■ **TASK INPUT**
■ ■ ■ ■ ■ ■ ■

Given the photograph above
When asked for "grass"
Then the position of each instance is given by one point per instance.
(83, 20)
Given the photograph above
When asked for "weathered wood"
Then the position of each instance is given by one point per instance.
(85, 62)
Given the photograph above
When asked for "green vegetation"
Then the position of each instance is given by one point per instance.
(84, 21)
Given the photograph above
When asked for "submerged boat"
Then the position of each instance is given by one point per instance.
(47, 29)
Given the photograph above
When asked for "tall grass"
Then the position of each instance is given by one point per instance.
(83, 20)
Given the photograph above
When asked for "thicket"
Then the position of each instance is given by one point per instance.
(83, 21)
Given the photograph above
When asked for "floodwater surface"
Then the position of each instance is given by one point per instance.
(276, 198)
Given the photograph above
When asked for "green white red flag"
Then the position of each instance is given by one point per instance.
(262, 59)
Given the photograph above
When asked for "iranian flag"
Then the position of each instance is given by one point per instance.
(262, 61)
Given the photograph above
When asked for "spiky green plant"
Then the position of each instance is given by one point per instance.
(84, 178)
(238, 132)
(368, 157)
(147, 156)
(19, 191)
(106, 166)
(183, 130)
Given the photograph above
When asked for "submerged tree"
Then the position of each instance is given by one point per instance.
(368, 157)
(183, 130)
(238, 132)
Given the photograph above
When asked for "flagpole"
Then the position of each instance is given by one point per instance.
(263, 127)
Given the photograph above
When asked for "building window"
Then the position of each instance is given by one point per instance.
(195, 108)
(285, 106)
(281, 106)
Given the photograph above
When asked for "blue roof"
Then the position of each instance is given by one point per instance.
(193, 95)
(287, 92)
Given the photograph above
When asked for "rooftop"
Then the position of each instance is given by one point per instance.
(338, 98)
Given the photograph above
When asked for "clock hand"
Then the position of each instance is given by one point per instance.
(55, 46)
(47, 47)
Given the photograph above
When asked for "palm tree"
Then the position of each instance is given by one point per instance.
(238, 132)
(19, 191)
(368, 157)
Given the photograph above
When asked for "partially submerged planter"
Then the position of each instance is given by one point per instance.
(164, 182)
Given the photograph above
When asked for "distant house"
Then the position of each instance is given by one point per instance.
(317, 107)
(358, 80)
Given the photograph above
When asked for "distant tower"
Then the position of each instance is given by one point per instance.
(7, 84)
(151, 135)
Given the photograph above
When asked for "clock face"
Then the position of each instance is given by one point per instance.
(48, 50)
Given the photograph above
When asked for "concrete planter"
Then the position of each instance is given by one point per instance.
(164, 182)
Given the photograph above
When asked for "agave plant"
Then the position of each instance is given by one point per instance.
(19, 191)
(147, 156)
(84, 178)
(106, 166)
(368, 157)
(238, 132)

■ ■ ■ ■ ■ ■ ■

■ **WHAT THE EXERCISE ASKS**
Each line of the material above needs to be quoted exactly, please.

■ **COMPLETED TASK**
Given the photograph above
When asked for "grass"
Then the position of each instance is given by one point per instance.
(83, 20)
Given the photograph above
When asked for "weathered wood"
Then the position of each instance is given by one point per instance.
(85, 62)
Given the photograph above
When asked for "green vegetation"
Then the position of each instance is given by one point per instance.
(84, 21)
Given the photograph above
When asked for "submerged boat"
Then the position of each instance is given by one point per instance.
(47, 29)
Given the photograph above
When asked for "tall grass"
Then the position of each instance is given by one point per instance.
(83, 20)
Given the photograph above
When asked for "thicket"
Then the position of each instance is given by one point per instance.
(83, 21)
Given the photograph above
When asked for "floodwater surface"
Then the position of each instance is given by one point per instance.
(276, 198)
Given the photograph above
When asked for "green white red flag"
Then the position of each instance is given by one point per instance.
(262, 59)
Given the photograph above
When asked for "iranian flag"
Then the position of each instance is given by one point per instance.
(262, 61)
Given the photograph above
When asked for "spiky green plant"
Then the position of each instance is given by one point per instance.
(84, 178)
(238, 132)
(368, 157)
(147, 156)
(19, 191)
(106, 166)
(183, 130)
Given the photograph above
When asked for "submerged tree"
Then the position of each instance is given by one point per instance.
(368, 157)
(183, 130)
(238, 132)
Given the photograph above
When asked for "flagpole"
Then the position of each instance is given by one point per instance.
(263, 127)
Given the photograph above
When asked for "building window"
Then the position of each instance is given by one point per instance.
(195, 108)
(285, 106)
(281, 106)
Given the photograph above
When asked for "blue roof"
Then the position of each instance is given by one point per instance.
(193, 95)
(287, 92)
Given the photograph above
When asked for "rooftop"
Then the position of each instance is given by one point per instance.
(338, 98)
Given the photograph above
When asked for "clock hand"
Then the position of each instance is given by one point per instance.
(55, 46)
(47, 47)
Given the photograph above
When asked for "palm tree"
Then the position of each instance is given by one point per instance.
(238, 132)
(19, 191)
(368, 157)
Given the photograph above
When asked for "partially submerged planter"
Then the position of each instance is given by one point per instance.
(164, 182)
Given the photograph above
When asked for "distant house"
Then the position of each instance is given by one point per instance.
(317, 107)
(358, 80)
Given the photograph above
When asked for "distant tower"
Then the position of each instance is given by one point per instance.
(7, 84)
(151, 135)
Given the photograph above
When asked for "clock face"
Then the position of each instance is given by one point per instance.
(48, 50)
Given the photograph above
When asked for "concrete planter"
Then the position of each instance is given by one point per instance.
(164, 182)
Given the photograph above
When asked for "agave plant"
Then the position of each instance is given by one point per instance.
(19, 191)
(147, 156)
(84, 178)
(106, 166)
(368, 157)
(238, 132)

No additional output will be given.